WHAT YOU HAVE TO DO: With both ends included, transcribe exactly the records below from their first line to the line that contains "positive clicks: (506, 878)".

Dataset entries:
###
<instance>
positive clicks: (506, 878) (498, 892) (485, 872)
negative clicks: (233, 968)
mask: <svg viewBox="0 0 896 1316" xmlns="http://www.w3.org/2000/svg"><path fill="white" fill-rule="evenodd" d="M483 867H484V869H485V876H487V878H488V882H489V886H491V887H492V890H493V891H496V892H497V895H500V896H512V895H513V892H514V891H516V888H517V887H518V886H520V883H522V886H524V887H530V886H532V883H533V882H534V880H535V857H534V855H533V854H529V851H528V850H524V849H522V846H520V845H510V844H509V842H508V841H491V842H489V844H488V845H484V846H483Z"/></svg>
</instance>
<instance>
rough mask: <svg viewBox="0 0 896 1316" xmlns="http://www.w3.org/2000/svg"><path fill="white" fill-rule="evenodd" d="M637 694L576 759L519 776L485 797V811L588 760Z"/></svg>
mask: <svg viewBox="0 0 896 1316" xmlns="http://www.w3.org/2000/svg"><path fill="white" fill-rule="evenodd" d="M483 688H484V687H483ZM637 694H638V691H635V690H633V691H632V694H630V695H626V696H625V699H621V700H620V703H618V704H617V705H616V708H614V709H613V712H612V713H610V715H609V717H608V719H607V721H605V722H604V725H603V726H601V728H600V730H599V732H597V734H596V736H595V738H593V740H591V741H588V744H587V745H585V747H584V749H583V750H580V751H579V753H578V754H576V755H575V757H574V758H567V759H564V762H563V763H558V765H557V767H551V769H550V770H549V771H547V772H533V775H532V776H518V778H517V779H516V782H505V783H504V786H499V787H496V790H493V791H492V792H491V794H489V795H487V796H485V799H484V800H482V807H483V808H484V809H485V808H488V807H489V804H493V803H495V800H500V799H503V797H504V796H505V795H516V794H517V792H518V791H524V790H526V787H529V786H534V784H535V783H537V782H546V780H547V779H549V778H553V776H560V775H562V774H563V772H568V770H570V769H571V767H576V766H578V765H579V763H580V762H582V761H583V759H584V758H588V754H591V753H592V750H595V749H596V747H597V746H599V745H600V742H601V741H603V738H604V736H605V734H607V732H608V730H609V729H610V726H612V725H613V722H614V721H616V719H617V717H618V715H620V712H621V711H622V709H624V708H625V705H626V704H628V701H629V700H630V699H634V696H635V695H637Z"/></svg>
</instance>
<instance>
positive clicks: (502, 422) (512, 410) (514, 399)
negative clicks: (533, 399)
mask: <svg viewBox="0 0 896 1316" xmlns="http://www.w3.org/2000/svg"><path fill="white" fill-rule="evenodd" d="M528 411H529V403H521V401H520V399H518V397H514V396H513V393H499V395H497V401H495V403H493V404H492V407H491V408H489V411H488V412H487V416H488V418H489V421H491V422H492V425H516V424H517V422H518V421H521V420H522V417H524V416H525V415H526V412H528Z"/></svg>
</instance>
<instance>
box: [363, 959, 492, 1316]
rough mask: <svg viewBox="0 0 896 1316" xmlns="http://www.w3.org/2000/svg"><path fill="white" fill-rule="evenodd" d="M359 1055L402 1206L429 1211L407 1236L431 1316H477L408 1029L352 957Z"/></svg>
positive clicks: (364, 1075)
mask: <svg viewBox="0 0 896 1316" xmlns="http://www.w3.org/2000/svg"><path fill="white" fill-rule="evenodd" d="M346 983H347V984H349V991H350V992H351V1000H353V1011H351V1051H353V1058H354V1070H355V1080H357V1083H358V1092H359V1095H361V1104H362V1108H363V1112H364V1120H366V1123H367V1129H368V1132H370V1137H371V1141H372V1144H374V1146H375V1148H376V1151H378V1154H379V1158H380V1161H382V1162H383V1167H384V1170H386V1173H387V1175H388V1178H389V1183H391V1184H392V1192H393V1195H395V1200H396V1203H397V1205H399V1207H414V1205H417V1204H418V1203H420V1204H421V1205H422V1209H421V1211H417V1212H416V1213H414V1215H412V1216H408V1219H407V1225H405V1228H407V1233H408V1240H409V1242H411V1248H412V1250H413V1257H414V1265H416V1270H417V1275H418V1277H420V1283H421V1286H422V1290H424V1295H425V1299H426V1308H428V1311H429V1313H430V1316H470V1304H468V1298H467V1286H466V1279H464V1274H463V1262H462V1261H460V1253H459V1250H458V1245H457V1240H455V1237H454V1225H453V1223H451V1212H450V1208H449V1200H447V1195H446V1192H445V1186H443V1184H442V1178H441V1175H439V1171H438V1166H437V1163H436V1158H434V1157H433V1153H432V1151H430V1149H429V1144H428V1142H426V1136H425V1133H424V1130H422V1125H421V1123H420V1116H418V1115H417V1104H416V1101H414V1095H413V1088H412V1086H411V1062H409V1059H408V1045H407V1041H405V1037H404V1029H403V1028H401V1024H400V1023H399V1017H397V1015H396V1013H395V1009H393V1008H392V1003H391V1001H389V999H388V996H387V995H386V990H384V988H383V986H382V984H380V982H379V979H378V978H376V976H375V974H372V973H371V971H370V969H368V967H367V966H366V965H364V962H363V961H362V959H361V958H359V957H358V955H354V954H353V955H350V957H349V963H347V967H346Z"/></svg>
###
ANSWER SECTION:
<instance>
positive clicks: (506, 878) (498, 892) (485, 872)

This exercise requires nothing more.